- _WHAT IS REQUIRED_: Reproduce the data below word for word, from the line with "Find the white sea" to the line with "pixel 283 97", including both of those lines.

Data extracted from a collection:
--- BEGIN ---
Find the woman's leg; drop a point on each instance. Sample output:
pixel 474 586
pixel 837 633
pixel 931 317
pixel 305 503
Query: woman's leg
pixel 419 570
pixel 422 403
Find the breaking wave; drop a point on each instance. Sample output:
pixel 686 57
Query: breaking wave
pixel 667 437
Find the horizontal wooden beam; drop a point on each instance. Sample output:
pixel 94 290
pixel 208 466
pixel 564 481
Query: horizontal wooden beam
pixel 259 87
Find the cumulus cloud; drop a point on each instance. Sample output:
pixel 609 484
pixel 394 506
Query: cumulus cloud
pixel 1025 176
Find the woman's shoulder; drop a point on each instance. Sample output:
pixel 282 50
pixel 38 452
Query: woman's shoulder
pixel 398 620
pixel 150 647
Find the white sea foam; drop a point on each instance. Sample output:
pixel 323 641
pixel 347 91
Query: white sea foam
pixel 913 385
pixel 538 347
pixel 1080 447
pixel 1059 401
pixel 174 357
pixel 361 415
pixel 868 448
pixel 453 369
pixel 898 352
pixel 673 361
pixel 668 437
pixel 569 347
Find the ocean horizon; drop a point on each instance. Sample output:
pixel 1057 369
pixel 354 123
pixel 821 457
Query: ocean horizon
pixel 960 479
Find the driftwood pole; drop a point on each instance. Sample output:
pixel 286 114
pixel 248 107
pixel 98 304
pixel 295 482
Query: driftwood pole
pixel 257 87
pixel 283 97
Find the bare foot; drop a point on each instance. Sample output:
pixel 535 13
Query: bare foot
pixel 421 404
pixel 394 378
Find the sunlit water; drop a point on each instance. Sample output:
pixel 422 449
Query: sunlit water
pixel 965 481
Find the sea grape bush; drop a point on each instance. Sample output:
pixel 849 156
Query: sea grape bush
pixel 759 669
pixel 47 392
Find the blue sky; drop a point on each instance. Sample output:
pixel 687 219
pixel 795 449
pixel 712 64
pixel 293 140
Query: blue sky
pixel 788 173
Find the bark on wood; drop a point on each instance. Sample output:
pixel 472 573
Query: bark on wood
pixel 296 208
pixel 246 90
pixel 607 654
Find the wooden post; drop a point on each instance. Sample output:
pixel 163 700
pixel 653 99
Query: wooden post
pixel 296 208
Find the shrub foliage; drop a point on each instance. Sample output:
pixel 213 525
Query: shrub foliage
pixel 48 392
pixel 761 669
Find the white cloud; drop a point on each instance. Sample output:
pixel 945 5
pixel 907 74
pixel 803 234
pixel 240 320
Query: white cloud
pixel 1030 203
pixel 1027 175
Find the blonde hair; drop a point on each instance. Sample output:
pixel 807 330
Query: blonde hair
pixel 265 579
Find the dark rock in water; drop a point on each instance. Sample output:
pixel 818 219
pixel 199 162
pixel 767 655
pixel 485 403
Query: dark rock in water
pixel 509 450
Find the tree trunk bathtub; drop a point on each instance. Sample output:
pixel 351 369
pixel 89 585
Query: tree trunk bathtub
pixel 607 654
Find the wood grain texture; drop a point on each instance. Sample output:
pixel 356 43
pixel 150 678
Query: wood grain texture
--- END ---
- _OUTPUT FOR THIS EXERCISE_:
Find the white sea foam; drop a point on each instance. Sample output:
pixel 323 641
pixel 347 91
Query: white sea foam
pixel 913 385
pixel 538 347
pixel 1080 447
pixel 1059 401
pixel 174 357
pixel 361 415
pixel 868 448
pixel 453 369
pixel 898 352
pixel 673 361
pixel 668 437
pixel 569 347
Find the ocean horizon; drop a point on each instance. Sample output:
pixel 1057 369
pixel 354 123
pixel 821 457
Query: ocean horizon
pixel 960 479
Find the driftwood pole; drop a point on each instance. Sample output:
pixel 286 114
pixel 248 107
pixel 98 304
pixel 295 482
Query: driftwood pole
pixel 257 87
pixel 283 97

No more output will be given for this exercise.